- _The request_:
Your task is to quote the material that follows, in full and exactly.

Source data:
------------------------------------

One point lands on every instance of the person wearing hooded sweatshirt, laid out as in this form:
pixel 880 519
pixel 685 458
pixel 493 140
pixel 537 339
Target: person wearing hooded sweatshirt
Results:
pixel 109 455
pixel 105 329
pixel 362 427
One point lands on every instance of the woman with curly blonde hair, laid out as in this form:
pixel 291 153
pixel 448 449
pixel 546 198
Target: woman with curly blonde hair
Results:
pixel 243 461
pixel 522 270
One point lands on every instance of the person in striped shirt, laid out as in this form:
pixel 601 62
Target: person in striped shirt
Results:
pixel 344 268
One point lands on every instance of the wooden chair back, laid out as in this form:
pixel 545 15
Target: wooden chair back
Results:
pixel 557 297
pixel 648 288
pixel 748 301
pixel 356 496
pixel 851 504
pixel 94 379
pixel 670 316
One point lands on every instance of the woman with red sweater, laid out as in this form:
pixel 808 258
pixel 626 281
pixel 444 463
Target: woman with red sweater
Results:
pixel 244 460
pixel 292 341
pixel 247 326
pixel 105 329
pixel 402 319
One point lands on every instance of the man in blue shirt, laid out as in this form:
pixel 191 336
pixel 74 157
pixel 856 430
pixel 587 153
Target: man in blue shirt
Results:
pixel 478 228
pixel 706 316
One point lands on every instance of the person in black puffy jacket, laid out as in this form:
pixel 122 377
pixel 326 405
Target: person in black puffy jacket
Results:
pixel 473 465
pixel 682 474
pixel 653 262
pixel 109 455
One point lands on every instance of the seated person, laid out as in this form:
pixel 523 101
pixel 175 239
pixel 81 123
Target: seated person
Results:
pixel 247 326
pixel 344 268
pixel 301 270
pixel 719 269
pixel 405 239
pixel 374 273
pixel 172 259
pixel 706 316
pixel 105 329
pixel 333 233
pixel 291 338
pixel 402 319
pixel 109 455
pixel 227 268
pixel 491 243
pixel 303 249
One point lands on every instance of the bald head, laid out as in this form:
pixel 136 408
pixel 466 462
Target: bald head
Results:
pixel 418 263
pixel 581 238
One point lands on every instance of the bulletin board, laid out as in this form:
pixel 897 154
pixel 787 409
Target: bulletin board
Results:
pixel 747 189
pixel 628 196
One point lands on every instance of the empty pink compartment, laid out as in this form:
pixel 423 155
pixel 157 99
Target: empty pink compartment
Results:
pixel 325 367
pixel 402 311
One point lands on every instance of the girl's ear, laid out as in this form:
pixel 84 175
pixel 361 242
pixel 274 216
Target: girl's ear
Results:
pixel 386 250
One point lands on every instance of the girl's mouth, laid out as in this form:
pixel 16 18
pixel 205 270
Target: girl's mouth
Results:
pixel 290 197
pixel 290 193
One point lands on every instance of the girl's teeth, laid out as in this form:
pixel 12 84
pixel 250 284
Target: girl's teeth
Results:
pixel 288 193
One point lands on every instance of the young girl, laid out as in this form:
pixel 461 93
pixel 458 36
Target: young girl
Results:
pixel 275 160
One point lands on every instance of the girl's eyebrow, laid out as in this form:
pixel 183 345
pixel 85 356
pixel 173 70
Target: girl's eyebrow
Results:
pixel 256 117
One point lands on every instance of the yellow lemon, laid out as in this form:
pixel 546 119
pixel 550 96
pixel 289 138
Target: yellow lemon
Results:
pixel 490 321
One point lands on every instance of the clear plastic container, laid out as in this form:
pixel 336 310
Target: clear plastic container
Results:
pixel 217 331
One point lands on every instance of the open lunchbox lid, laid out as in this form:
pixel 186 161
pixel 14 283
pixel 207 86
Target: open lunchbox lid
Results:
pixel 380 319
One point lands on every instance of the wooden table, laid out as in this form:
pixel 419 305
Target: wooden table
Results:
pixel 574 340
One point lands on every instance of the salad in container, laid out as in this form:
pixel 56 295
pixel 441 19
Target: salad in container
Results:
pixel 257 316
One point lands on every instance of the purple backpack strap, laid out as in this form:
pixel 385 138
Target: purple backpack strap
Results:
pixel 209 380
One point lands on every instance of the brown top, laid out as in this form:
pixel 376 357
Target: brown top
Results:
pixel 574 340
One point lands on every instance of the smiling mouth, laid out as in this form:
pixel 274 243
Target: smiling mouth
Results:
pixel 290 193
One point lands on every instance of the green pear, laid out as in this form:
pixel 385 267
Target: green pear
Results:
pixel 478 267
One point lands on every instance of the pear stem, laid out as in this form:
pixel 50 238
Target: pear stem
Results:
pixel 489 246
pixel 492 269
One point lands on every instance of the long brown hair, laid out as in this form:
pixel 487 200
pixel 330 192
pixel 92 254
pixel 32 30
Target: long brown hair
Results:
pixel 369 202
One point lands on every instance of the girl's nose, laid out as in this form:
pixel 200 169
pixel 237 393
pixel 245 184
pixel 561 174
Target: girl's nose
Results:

------------------------------------

- _Solution to this problem_:
One point lands on every instance of the person wearing hooded sweatshirt, laid out as in this form:
pixel 880 519
pixel 685 458
pixel 493 140
pixel 537 339
Target: person wearing hooded sweatshirt
Results:
pixel 109 455
pixel 105 329
pixel 362 427
One point lands on every instance of the woman with curly blonde hair, laid out as in this form:
pixel 291 153
pixel 448 449
pixel 546 198
Target: woman with curly blonde hair
Results:
pixel 243 461
pixel 522 270
One point lands on every instance of the person in striped shirt, laid out as in this form:
pixel 601 62
Target: person in striped shirt
Results:
pixel 344 268
One point lands on every instance of the wooden chair back, laid out as in this form:
pixel 545 15
Target: wooden chair back
Results:
pixel 557 297
pixel 648 288
pixel 748 301
pixel 356 496
pixel 851 504
pixel 94 379
pixel 670 316
One point lands on every instance of the woman with red sweater, laid out as in this form:
pixel 808 258
pixel 626 281
pixel 444 463
Target: woman with red sweater
Results:
pixel 244 460
pixel 292 341
pixel 247 326
pixel 105 329
pixel 402 319
One point lands on every instance of the man in blue shirt, laid out as in this form:
pixel 191 336
pixel 74 157
pixel 856 430
pixel 587 153
Target: man in blue shirt
Results:
pixel 478 228
pixel 706 316
One point lands on every instance of the person in black puffy jacket, laid out as in this form:
pixel 122 377
pixel 326 405
Target: person in black puffy jacket
Results:
pixel 473 465
pixel 682 474
pixel 653 262
pixel 109 455
One point lands on every instance of the seated person, laid out as in this form:
pixel 523 101
pixel 175 239
pixel 81 123
Target: seated person
Results:
pixel 247 326
pixel 344 268
pixel 301 270
pixel 719 269
pixel 405 239
pixel 374 273
pixel 172 259
pixel 706 316
pixel 105 329
pixel 333 233
pixel 291 338
pixel 402 319
pixel 109 455
pixel 227 268
pixel 491 243
pixel 303 249
One point lands on every instance of the bald head, laid out as in this form:
pixel 136 408
pixel 466 462
Target: bald head
Results:
pixel 418 263
pixel 581 238
One point lands on every instance of the bulletin board, laid out as in this form:
pixel 897 154
pixel 787 409
Target: bulletin board
Results:
pixel 747 189
pixel 628 196
One point lands on every instance of the empty pink compartment, laid out as in this form:
pixel 423 155
pixel 157 99
Target: empty pink compartment
Results:
pixel 325 367
pixel 402 311
One point lands on every instance of the girl's ear, laid out as in this form:
pixel 84 175
pixel 361 242
pixel 274 216
Target: girl's ear
Results:
pixel 386 250
One point lands on every instance of the girl's mouth, laid out as in this form:
pixel 16 18
pixel 205 270
Target: girl's mouth
Results:
pixel 290 197
pixel 290 193
One point lands on every instance of the girl's teeth, laid out as in this form:
pixel 12 84
pixel 250 284
Target: girl's teeth
Results:
pixel 288 193
One point lands on every instance of the young girl, laid out as in this form:
pixel 461 93
pixel 458 36
Target: young girl
Results:
pixel 275 160
One point lands on every instance of the girl's eyebrow, laid out as in this form:
pixel 183 345
pixel 85 356
pixel 173 70
Target: girl's eyebrow
Results:
pixel 256 117
One point lands on every instance of the yellow lemon, laid out as in this form:
pixel 546 119
pixel 550 96
pixel 289 138
Target: yellow lemon
Results:
pixel 490 321
One point lands on every instance of the clear plastic container, laid out as in this form:
pixel 336 310
Target: clear plastic container
Results:
pixel 217 331
One point lands on every instance of the open lunchbox lid, laid out as in this form:
pixel 186 161
pixel 14 283
pixel 207 86
Target: open lunchbox lid
Results:
pixel 380 319
One point lands on every instance of the wooden table, laid out as in this form:
pixel 419 305
Target: wooden table
Results:
pixel 574 340
One point lands on every instance of the salad in container, laid out as in this form:
pixel 56 295
pixel 441 19
Target: salad in container
Results:
pixel 257 316
One point lands on every instance of the purple backpack strap, laid out as in this form:
pixel 385 138
Target: purple backpack strap
Results:
pixel 209 380
One point lands on every instance of the brown top, laid out as in this form:
pixel 376 357
Target: brown top
Results:
pixel 574 340
One point lands on every instance of the smiling mouth, laid out as in this form:
pixel 274 243
Target: smiling mouth
Results:
pixel 290 193
One point lands on every instance of the green pear, laid out as in this form:
pixel 385 267
Target: green pear
Results:
pixel 478 267
One point lands on every instance of the pear stem, laid out as in this form:
pixel 50 238
Target: pear stem
Results:
pixel 489 246
pixel 492 269
One point lands on every instance of the long brown hair, laid out as in this form:
pixel 487 200
pixel 330 192
pixel 92 254
pixel 32 30
Target: long brown hair
Results:
pixel 369 202
One point lands on every instance of the girl's nose, laid out as in this form:
pixel 200 169
pixel 237 393
pixel 245 184
pixel 561 174
Target: girl's nose
Results:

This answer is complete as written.